Identify every line below that contains the string "coordinates" and copy each such line in full. The match is case-sensitive.

━━━━━ Data shown ━━━━━

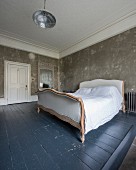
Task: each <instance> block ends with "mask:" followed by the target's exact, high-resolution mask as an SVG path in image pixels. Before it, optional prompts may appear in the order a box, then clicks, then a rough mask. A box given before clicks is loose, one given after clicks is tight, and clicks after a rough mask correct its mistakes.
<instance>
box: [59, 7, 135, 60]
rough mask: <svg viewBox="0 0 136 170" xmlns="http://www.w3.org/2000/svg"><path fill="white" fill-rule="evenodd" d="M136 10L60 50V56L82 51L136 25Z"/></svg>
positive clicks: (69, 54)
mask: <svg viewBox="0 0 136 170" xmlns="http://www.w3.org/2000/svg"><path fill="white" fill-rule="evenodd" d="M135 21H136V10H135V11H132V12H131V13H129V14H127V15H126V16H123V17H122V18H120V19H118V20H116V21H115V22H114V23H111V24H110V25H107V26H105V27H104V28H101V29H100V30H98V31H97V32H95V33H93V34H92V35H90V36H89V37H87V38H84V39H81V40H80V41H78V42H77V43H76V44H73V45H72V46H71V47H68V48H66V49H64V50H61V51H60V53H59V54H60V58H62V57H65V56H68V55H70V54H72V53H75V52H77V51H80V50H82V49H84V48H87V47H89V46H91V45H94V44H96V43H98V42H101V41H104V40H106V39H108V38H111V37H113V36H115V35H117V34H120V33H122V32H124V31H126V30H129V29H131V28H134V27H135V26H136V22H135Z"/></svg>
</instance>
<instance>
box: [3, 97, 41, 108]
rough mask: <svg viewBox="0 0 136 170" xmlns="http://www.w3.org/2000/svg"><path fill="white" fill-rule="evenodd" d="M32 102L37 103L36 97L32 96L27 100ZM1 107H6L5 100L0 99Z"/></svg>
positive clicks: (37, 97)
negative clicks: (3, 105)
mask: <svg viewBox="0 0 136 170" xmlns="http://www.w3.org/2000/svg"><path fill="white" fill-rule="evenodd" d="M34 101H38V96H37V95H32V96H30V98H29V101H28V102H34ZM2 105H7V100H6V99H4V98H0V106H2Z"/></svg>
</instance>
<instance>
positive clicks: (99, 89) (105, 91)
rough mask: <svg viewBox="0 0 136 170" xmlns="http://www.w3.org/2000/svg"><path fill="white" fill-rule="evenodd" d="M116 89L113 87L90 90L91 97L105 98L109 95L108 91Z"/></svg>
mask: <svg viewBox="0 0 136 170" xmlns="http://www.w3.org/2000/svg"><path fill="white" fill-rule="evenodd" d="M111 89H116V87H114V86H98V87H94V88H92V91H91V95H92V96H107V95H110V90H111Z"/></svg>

━━━━━
━━━━━ Data shown ━━━━━

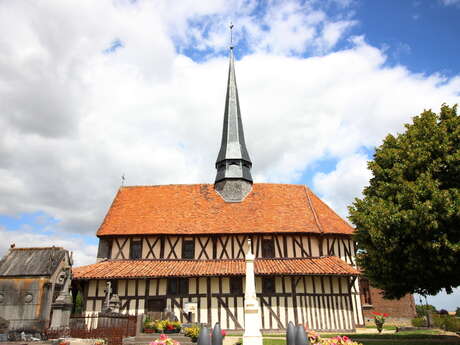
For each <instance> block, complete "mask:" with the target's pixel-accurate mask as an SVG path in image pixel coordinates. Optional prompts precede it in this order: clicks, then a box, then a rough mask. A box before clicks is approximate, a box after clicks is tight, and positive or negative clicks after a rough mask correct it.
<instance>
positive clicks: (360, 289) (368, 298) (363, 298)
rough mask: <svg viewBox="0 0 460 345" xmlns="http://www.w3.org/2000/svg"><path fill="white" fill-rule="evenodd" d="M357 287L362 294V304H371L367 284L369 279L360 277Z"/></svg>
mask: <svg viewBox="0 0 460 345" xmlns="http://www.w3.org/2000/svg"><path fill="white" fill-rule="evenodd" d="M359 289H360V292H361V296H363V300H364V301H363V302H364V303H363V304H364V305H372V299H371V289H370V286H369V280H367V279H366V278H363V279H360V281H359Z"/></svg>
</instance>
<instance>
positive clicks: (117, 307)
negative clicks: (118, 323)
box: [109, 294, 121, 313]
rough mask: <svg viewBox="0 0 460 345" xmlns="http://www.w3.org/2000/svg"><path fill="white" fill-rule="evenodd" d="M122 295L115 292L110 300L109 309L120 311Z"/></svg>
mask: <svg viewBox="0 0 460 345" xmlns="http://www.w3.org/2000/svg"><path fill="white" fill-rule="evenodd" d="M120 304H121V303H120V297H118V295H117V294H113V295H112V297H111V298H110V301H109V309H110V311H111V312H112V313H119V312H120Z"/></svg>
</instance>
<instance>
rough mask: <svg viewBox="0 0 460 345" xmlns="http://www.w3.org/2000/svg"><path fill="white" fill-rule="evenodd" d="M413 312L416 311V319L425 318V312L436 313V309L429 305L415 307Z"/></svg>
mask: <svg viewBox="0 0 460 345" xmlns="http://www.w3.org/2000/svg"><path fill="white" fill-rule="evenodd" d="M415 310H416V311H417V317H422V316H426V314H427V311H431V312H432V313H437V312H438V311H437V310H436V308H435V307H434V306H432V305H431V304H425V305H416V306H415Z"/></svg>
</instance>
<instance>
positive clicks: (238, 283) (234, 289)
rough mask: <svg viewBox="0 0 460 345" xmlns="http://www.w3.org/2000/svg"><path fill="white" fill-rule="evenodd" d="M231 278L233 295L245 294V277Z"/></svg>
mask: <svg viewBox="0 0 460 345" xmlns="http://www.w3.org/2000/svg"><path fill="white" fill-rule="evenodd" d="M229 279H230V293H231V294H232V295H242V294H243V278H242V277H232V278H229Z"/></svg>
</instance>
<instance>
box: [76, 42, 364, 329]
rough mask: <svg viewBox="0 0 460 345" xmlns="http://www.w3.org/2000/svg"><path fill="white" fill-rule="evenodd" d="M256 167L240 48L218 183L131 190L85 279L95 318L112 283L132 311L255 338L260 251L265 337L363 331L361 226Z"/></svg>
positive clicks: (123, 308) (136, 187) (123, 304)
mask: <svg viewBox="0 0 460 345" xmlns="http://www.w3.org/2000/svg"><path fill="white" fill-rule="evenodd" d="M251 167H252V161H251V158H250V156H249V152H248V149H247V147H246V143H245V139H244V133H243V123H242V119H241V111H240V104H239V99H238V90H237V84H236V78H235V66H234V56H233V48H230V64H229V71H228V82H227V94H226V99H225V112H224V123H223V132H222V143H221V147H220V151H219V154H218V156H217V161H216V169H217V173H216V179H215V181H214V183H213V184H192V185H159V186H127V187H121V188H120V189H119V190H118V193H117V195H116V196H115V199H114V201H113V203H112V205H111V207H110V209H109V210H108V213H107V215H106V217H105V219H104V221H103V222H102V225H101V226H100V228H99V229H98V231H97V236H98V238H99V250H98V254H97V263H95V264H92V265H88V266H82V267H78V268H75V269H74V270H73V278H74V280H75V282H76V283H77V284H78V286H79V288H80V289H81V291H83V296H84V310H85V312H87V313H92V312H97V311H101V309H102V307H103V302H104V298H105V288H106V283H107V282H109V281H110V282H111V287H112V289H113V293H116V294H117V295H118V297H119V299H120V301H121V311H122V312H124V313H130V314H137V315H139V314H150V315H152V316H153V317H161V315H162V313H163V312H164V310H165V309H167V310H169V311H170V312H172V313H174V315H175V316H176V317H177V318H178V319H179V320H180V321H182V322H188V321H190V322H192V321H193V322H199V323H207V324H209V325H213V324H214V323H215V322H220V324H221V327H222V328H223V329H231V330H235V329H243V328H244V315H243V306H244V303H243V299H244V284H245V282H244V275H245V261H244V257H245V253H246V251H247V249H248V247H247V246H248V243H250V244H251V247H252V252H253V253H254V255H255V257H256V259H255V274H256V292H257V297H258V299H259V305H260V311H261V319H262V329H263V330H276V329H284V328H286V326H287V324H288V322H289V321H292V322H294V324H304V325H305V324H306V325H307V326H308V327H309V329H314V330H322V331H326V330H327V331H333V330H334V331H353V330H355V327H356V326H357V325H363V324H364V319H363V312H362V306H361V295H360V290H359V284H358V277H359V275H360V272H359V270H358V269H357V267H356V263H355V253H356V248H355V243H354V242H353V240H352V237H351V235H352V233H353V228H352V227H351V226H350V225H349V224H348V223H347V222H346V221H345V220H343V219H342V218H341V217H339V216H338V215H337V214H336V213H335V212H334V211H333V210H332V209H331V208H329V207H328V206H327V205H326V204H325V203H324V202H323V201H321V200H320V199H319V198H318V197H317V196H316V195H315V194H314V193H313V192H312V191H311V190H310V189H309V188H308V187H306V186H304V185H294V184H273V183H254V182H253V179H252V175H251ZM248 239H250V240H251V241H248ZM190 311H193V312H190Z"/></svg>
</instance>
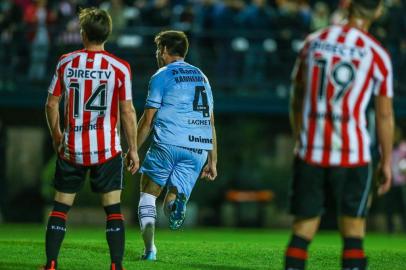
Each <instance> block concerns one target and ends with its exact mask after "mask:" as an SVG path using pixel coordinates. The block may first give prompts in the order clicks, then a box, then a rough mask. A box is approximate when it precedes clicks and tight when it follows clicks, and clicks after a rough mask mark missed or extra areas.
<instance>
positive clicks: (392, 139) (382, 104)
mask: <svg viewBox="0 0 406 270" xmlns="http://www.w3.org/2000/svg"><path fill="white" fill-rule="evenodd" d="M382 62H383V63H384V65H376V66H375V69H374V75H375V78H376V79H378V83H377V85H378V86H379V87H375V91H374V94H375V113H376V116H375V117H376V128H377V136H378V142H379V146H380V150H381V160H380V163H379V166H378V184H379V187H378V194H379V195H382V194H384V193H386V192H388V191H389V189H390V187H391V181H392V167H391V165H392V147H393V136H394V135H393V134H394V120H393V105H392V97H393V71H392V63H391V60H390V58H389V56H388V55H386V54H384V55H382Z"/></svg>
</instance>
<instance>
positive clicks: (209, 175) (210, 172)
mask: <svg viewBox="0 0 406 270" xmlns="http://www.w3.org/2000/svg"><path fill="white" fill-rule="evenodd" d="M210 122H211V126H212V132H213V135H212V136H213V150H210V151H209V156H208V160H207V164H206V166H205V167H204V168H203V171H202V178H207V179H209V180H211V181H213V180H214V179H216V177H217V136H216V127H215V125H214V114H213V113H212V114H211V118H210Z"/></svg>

━━━━━

- **Response below**:
For each <instance> block, complete "mask:" with the target's pixel-accurate mask as an SVG path in image pixel coordinates. Optional prompts precede it in this order: clicks, then a box, then a rough mask. A box before clicks is approximate, a box after clicks is tight, and positive or negative clicks after a rough mask correct it.
Each <instance> block concerns one target and ends with its exact mask after "mask:" as an SVG path using pixel coordinates. The block may first give prompts in the order clicks, then a box, then a rough mask. A box is approximate when it precedes clicks and tight when it follows clicks, and clicks after a rough mask mark missed or extra areas.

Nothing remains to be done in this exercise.